TASK REQUIREMENTS: The expected response is a copy of every line in the entries below that includes the word "grass".

INPUT MATERIAL:
- - - - -

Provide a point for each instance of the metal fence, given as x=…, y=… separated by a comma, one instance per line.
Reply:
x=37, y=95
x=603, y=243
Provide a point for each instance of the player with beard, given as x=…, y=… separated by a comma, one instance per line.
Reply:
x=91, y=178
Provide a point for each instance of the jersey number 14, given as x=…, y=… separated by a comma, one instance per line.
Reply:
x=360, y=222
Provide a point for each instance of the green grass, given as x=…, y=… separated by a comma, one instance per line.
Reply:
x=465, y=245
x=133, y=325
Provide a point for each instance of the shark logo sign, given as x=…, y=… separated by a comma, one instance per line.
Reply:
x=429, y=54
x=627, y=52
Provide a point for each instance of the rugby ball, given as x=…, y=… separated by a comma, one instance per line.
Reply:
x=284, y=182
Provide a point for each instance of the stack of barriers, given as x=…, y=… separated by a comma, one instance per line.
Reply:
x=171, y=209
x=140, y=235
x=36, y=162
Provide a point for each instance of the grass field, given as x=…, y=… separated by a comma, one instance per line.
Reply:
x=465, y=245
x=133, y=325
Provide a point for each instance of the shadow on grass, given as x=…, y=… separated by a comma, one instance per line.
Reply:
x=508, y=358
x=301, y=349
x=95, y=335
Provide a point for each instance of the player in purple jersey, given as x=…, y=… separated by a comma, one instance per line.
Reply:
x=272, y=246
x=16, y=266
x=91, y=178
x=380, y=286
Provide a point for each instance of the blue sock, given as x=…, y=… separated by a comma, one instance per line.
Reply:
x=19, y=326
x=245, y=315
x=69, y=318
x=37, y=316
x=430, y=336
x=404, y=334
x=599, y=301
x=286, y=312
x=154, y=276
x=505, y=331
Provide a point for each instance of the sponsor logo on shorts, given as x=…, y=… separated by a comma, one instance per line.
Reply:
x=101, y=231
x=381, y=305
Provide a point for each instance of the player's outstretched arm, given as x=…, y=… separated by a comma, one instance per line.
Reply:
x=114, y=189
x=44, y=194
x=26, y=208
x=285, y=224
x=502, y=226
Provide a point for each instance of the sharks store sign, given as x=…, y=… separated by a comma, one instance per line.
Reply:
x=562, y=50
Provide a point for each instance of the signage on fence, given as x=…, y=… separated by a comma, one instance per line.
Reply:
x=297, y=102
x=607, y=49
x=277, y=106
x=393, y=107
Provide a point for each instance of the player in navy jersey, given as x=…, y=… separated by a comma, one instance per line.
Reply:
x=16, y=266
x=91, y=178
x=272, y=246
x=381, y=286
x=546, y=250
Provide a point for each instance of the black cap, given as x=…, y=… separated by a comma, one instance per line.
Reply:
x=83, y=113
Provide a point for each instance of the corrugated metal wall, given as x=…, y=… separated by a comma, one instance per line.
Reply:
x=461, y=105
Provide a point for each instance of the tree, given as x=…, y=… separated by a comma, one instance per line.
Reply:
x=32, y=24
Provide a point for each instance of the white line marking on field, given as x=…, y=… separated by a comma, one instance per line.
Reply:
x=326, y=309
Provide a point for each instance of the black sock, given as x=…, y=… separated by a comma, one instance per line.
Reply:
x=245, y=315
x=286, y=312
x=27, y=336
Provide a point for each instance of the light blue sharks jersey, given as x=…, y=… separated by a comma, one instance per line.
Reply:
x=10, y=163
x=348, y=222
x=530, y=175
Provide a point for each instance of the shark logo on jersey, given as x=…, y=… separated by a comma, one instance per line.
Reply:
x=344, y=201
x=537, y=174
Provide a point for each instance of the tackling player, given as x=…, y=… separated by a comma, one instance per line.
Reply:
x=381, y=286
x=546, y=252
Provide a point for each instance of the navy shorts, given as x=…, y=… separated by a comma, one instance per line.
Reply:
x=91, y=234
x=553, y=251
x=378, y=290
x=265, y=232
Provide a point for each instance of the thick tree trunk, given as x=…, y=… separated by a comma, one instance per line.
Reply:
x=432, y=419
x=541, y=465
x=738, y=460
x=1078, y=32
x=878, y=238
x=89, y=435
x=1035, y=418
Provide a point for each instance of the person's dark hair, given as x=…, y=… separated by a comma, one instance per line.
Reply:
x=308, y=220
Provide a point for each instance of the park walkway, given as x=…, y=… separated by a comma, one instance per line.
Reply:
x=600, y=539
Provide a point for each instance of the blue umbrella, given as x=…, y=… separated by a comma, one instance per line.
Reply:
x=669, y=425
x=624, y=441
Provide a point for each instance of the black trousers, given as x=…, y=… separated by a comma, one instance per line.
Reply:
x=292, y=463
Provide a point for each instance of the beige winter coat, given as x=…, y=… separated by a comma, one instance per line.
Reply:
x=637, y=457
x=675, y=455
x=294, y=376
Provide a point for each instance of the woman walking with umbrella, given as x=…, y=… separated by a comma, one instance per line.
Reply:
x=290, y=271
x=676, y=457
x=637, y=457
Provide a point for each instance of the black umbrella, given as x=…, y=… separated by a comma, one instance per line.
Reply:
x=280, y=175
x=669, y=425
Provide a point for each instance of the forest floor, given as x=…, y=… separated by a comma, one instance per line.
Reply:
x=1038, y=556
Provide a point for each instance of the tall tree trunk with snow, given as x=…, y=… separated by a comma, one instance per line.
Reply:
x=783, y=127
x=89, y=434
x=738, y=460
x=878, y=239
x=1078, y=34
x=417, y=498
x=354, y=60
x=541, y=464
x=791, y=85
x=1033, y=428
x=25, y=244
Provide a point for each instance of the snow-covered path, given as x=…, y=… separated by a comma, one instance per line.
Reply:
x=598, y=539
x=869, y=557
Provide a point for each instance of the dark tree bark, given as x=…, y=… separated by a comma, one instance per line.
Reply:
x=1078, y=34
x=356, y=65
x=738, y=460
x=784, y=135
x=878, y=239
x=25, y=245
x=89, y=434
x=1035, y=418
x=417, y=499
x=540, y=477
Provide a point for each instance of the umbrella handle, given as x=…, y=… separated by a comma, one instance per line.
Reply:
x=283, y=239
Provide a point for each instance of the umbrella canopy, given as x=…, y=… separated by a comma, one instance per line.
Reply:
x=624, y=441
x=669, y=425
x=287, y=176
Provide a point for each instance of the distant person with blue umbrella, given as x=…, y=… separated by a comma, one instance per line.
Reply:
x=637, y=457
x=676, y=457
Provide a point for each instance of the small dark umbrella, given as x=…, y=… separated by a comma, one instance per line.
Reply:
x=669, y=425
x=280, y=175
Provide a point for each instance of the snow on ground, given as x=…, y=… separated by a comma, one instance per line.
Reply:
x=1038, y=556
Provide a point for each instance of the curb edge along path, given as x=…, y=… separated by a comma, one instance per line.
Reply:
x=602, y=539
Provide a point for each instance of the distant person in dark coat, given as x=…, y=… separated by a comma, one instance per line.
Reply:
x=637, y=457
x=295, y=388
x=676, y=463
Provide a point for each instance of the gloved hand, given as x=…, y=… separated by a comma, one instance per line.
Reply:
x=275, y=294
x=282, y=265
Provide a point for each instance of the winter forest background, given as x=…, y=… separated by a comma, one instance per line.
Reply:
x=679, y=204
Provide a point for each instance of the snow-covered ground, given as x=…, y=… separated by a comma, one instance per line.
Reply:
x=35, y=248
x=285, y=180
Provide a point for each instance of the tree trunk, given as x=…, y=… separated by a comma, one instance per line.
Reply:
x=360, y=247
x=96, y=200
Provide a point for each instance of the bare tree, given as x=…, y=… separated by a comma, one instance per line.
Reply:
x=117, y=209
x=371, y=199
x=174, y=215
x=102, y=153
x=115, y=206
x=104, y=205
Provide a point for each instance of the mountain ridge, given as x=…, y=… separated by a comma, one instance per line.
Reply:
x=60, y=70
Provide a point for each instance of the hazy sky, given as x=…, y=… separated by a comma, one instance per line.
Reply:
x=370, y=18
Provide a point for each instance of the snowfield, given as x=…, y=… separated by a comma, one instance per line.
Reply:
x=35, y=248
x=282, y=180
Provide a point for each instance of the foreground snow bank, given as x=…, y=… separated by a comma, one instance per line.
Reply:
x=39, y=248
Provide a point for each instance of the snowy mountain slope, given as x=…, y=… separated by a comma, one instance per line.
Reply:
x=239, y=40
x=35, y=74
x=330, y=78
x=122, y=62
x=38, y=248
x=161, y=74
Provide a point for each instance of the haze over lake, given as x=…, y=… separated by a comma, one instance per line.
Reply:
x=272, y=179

- - - - -

ANSWER TO THE PROBLEM:
Provide a point for each instance of the green grass, given as x=…, y=… separated by a comma, one instance per line.
Provide a point for each instance of the grass field, given as x=…, y=… separated by a comma, one instance per line.
Provide a point for each instance of the shadow on grass, given as x=…, y=… separated by a comma, one instance per line.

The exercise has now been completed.